# SUPPLIED PASSAGE:
——
Could my PH really be 5.7??

asn-naso

Dolphin
M.A.S.C Club Member
#1
I'm getting pretty frustrated with my RKE and my PH.

When I bought the RKE (Used), the PH probe was just calibrated, and worked great for at least 6 months. Then it started to flake out. I bought some new calibration fluid, and ended up ordering a new probe (Pinpoint). I calibrated the Pinpoint prob and it seemed to be ok for 3-4 weeks, but started freaking out like the other one.

Last night I calibrated it again, then did again this afternoon. As of right now, my RKE says 5.68. If I put it back into the 7.0 calibration fluid it went to 6.89. I did not try the 10, because it goes bad pretty fast. Feeling frustrated, I put it into some kalk, and it went to 12.02.

Also, each time I test my water with my PH kit (API) it shows 8.1 ish. A little low, but not horrible.

My parameters are:

Calc - 380 (A little low)
Alk - 8 (I've never been able to get it much higher, and decided to try and keep it stable)
Mag - 1200 (could be a little higher - I've been adding BRS mag to raise it, but it won't go any higher)

I dose with BRS 2 part, and mag. I did dose with baking soda for a while when my PH was too high, but have been using the soda ash for 6-8 weeks.

I also noticed my salinity is 1.028, I think it's from the mag. This should be an easy fix.

And, what's weird is, my livestock seems to be pretty happy. I have lots of coraline, and lots of growth. The only weird thing I've noticed recently about my livestock is my sand sifting star was climbing up my tank wall. But that's only happened once. -- I also lost my blue boobies about 2.5 months ago, when I started to fight the PH battle. All of my other SPS/Zoas/LPS corals are doing great.
 

FinsUp

According to my watch, the time is now.
M.A.S.C Club Member
#2
ph probes are notoriously wrong, and chasing pH is a recipe for disaster. I'd ignore your pH readings if your tank is doing fine. Just my pair of pennies.
——
# GIVEN RECORDS:

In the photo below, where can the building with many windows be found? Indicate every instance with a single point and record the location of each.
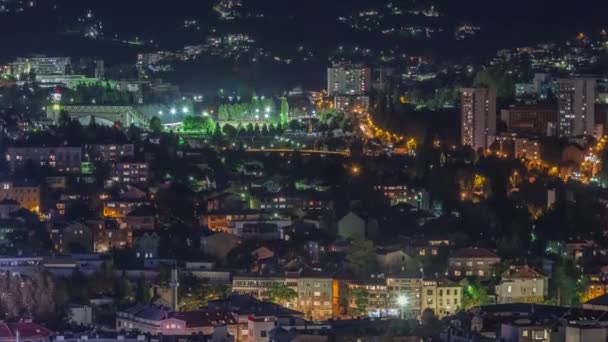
(478, 117)
(469, 262)
(26, 193)
(40, 66)
(521, 284)
(62, 159)
(348, 79)
(442, 296)
(576, 106)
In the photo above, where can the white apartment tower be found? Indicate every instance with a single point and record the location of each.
(576, 106)
(478, 121)
(348, 79)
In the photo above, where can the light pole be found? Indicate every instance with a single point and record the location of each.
(402, 301)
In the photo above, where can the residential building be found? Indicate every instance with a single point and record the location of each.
(317, 296)
(529, 119)
(109, 235)
(528, 149)
(62, 159)
(153, 320)
(23, 332)
(351, 226)
(146, 244)
(348, 79)
(396, 261)
(40, 66)
(26, 193)
(218, 245)
(111, 152)
(521, 284)
(126, 172)
(344, 102)
(473, 261)
(478, 117)
(404, 296)
(576, 106)
(442, 296)
(119, 208)
(141, 218)
(73, 237)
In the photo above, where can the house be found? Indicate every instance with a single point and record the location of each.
(146, 244)
(25, 192)
(23, 332)
(472, 261)
(598, 303)
(13, 233)
(73, 237)
(63, 159)
(141, 218)
(8, 206)
(155, 320)
(218, 245)
(351, 226)
(443, 296)
(262, 253)
(396, 261)
(521, 284)
(131, 172)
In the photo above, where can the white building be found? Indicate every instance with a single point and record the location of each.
(576, 106)
(478, 121)
(348, 79)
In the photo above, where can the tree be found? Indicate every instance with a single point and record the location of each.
(64, 118)
(360, 298)
(156, 125)
(474, 294)
(229, 130)
(281, 294)
(567, 287)
(361, 257)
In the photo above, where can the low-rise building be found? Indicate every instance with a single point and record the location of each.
(111, 152)
(131, 172)
(442, 296)
(521, 284)
(62, 159)
(472, 261)
(153, 320)
(26, 193)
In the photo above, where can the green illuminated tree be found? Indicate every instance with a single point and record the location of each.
(359, 297)
(361, 257)
(156, 125)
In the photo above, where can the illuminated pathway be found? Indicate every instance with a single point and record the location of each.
(289, 150)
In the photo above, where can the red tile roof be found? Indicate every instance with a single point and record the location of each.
(519, 272)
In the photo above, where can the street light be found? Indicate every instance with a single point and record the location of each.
(402, 301)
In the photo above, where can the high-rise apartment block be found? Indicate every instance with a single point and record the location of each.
(348, 79)
(478, 122)
(576, 106)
——
# WHAT YOU NEED TO DO:
a) Answer these from the forum thread on reef tank pH:
(i) What reading does the API test kit give each time the water is tested?
(ii) What salinity did the poster notice?
(iii) According to the reply, what are pH probes notoriously?
b) Please duplicate the stretch of the forum thread on reef tank pH from "Also, each time" through "an easy fix.".
Work from the forum thread on reef tank pH alone.

# ANSWER LIST:
a)
(i) About 8.1.
(ii) 1.028.
(iii) Wrong.

b)
Also, each time I test my water with my PH kit (API) it shows 8.1 ish. A little low, but not horrible.

My parameters are:

Calc - 380 (A little low)
Alk - 8 (I've never been able to get it much higher, and decided to try and keep it stable)
Mag - 1200 (could be a little higher - I've been adding BRS mag to raise it, but it won't go any higher)

I dose with BRS 2 part, and mag. I did dose with baking soda for a while when my PH was too high, but have been using the soda ash for 6-8 weeks.

I also noticed my salinity is 1.028, I think it's from the mag. This should be an easy fix.